[GIVEN INSTRUCTION 1] From the guide to starting a new assessment year, quote the passage from "- ohi-global" up to and including "no longer relevant.)".
[GIVEN INSTRUCTION 2] According to the guide to starting a new assessment year, what kinds of material can the list of useful issues from the previous year include? Name each one.

Chapter 2 Starting a new year
There are several steps to beginning a year’s assessment. This guide walks through the steps you will want to take. Each of the following steps is described in detail:
- Review and organize relevant github issues
- Prepare the repositories
- ohiprep_v20??
- ohi-global
- Keeping track of layer progress
2.1 Review and organize relevant issues
Review the github::issues from the previous year’s assessment and create a list linking to the particular issues that might be useful in the year to come. This can include:
- references or discussions that may lead to improvements to goal models, pressures or resilience
- new datasets that are worth exploring
- potential new improvements to ohicore
- ideas for reorganizing or cleaning repositories
- etc.
Create a new issue that organizes and links to these issues. This officially marks the start of the OHI assessment!
(This is also a good time to close issues that are completed or no longer relevant.)
2.2 Prepare the repositories!
In preparation for the new assessment, you will need to prepare the repositories we use for the global assessment.
For the ohiprep repository, you will actually copy the previous year’s assessment into a new repository with an updated name and delete the history (more on this below). This helps to keep the size of the repository under control. For the ohi-global repository, you will update a couple files and perform a couple checks to make sure the scores do not change.

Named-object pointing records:
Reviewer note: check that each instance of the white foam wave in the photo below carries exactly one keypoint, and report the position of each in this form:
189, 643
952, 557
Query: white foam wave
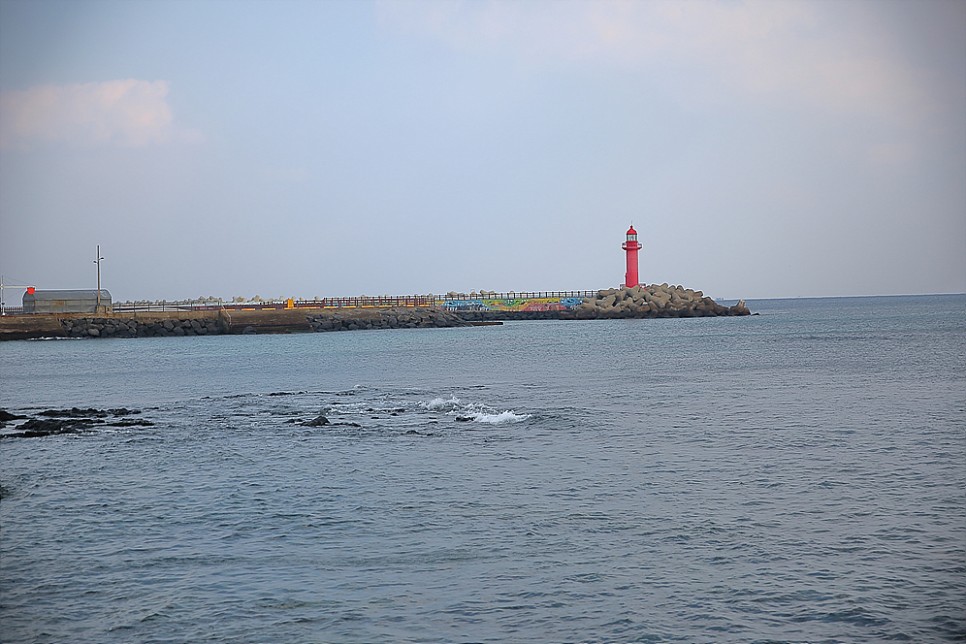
440, 404
474, 412
501, 418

[EXPECTED OUTPUT 1]
- ohi-global
- Keeping track of layer progress
2.1 Review and organize relevant issues
Review the github::issues from the previous year’s assessment and create a list linking to the particular issues that might be useful in the year to come. This can include:
- references or discussions that may lead to improvements to goal models, pressures or resilience
- new datasets that are worth exploring
- potential new improvements to ohicore
- ideas for reorganizing or cleaning repositories
- etc.
Create a new issue that organizes and links to these issues. This officially marks the start of the OHI assessment!
(This is also a good time to close issues that are completed or no longer relevant.)

[EXPECTED OUTPUT 2]
- References or discussions that may lead to improvements to goal models, pressures or resilience
- New datasets that are worth exploring
- Potential new improvements to ohicore
- Ideas for reorganizing or cleaning repositories